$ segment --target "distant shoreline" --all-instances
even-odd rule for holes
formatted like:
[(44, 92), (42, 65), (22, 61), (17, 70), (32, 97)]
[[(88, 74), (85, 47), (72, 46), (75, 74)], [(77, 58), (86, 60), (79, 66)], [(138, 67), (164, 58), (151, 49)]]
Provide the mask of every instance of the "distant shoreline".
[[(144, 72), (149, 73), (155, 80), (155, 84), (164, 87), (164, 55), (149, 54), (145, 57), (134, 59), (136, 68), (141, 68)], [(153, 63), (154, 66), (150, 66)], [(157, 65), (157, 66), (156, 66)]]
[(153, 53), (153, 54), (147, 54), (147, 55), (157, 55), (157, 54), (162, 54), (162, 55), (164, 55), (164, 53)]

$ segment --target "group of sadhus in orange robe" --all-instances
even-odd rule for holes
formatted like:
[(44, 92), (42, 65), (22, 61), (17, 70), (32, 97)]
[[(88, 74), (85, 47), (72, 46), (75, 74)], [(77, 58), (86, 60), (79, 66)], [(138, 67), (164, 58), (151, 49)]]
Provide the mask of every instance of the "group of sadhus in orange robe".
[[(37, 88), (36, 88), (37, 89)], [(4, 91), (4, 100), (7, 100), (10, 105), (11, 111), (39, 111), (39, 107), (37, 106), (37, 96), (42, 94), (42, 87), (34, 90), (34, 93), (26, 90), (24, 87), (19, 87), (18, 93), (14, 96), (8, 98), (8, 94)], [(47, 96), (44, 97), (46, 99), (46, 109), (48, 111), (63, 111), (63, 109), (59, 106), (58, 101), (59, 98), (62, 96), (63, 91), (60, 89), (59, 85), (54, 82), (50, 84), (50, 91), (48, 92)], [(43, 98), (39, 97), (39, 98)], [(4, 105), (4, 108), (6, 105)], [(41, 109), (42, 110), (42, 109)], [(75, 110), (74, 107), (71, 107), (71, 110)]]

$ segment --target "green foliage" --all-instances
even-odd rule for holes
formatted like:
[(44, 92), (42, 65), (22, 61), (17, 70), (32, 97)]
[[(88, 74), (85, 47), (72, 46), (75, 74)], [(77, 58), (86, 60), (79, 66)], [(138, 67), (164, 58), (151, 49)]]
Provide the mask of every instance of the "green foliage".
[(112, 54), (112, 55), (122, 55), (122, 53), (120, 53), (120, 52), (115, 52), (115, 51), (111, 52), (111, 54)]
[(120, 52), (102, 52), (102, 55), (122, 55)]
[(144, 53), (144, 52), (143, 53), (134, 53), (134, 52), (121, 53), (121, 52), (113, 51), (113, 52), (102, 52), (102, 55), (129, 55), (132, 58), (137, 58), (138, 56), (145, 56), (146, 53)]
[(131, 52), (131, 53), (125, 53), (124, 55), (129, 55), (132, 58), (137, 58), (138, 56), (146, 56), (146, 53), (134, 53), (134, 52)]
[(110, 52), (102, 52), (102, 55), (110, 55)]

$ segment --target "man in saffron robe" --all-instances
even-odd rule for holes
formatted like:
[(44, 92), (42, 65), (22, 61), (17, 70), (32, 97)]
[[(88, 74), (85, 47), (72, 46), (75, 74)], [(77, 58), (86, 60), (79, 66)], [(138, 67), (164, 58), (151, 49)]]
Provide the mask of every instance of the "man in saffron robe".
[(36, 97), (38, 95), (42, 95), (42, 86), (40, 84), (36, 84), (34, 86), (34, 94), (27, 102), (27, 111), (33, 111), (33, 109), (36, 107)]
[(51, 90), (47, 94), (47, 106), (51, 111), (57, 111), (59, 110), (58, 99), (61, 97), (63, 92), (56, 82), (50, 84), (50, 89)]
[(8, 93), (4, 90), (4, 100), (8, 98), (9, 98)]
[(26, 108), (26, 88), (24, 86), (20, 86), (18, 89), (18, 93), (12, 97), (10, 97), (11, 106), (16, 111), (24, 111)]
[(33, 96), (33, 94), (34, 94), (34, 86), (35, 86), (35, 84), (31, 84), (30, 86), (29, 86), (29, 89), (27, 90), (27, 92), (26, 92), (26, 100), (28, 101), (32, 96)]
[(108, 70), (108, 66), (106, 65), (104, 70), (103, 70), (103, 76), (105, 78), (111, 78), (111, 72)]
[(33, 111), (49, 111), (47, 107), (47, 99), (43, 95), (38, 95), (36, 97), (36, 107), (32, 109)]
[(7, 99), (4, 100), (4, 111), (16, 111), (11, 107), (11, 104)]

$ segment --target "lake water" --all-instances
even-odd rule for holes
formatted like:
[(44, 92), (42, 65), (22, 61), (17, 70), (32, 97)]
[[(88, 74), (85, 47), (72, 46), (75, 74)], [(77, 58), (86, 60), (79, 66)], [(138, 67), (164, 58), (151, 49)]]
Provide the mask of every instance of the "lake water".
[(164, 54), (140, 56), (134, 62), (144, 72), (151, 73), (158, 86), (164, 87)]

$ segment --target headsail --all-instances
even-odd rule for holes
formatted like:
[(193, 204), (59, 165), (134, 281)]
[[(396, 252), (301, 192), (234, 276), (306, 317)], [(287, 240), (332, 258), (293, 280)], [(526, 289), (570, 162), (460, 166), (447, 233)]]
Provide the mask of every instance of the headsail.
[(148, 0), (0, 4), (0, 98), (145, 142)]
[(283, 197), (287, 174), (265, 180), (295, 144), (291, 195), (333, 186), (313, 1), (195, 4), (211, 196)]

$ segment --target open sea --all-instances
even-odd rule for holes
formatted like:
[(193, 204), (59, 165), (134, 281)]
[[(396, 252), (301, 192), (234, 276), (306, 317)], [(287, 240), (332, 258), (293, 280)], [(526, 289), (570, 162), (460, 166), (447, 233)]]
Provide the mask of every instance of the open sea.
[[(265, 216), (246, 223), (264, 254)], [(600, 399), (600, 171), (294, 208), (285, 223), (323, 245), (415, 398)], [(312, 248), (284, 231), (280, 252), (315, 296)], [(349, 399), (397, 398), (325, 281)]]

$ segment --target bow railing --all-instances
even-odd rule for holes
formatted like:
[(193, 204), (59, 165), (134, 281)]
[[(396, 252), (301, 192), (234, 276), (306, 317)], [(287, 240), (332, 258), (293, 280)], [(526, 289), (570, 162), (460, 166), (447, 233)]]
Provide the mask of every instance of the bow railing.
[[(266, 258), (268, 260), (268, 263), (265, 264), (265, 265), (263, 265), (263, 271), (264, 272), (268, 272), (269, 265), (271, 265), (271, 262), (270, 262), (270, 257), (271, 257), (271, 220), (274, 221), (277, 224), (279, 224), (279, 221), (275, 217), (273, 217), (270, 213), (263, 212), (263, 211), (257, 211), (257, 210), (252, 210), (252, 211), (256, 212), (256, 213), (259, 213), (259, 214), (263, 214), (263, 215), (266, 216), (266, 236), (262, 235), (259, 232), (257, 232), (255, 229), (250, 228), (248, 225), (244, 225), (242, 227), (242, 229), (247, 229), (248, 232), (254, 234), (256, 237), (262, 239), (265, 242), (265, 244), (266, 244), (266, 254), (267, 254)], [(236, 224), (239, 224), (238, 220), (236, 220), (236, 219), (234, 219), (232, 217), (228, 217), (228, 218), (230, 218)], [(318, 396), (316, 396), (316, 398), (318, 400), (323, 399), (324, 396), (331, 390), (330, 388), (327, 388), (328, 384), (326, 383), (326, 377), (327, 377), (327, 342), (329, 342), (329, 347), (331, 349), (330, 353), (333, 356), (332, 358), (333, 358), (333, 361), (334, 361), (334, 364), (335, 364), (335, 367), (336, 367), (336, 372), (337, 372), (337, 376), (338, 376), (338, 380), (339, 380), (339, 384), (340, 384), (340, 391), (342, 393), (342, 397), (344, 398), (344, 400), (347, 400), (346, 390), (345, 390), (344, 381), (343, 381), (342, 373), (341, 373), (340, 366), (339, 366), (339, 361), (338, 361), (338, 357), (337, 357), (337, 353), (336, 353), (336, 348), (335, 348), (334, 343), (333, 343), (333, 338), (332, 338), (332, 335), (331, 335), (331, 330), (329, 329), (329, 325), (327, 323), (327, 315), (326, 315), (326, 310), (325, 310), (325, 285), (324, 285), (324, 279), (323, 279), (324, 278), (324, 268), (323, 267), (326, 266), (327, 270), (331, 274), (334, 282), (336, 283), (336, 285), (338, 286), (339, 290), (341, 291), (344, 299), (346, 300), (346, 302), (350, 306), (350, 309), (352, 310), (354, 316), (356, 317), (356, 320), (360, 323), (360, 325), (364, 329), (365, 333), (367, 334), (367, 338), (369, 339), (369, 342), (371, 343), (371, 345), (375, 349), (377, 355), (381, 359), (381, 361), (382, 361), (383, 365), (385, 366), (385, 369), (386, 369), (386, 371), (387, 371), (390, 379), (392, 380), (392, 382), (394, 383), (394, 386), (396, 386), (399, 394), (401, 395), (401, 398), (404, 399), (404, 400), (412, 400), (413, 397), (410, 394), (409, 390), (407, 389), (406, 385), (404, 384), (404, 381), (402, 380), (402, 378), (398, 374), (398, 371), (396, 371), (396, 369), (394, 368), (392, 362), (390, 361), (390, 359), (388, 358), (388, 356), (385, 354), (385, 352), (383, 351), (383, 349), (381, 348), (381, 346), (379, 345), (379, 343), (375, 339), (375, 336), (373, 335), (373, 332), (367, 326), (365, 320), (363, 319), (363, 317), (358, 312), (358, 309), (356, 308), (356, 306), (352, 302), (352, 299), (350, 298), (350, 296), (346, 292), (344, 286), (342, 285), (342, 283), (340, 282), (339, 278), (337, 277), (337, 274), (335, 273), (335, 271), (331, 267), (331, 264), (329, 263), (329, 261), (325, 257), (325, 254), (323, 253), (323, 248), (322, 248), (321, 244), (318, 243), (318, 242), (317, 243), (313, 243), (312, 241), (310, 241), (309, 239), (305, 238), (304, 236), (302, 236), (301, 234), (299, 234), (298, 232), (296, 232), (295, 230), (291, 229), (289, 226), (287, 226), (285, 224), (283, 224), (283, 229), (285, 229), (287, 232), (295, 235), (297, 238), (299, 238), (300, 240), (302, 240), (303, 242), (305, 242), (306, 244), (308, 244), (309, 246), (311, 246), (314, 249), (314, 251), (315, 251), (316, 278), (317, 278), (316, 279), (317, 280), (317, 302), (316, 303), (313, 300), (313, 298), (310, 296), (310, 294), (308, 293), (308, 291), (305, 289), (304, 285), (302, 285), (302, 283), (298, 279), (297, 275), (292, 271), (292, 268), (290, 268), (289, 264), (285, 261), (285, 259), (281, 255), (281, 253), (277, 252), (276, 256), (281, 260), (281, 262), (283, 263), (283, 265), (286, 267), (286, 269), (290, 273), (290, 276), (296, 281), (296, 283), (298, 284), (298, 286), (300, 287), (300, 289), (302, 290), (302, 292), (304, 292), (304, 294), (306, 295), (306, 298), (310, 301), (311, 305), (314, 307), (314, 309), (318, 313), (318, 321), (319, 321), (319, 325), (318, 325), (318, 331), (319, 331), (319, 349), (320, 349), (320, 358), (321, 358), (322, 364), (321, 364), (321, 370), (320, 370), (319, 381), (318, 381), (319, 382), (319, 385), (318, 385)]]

◇ ◇ ◇ ◇ ◇

> _THE PROBLEM_: Using the entries above, return each line that includes the word "target".

> _RESULT FOR THIS EXERCISE_:
$ segment --target "distant shoreline" --all-instances
$ segment --target "group of sadhus in orange robe" --all-instances
$ segment --target "green foliage" --all-instances
$ segment --target "man in saffron robe" --all-instances
$ segment --target "lake water" --all-instances
$ segment --target headsail --all-instances
$ segment --target open sea --all-instances
$ segment --target bow railing --all-instances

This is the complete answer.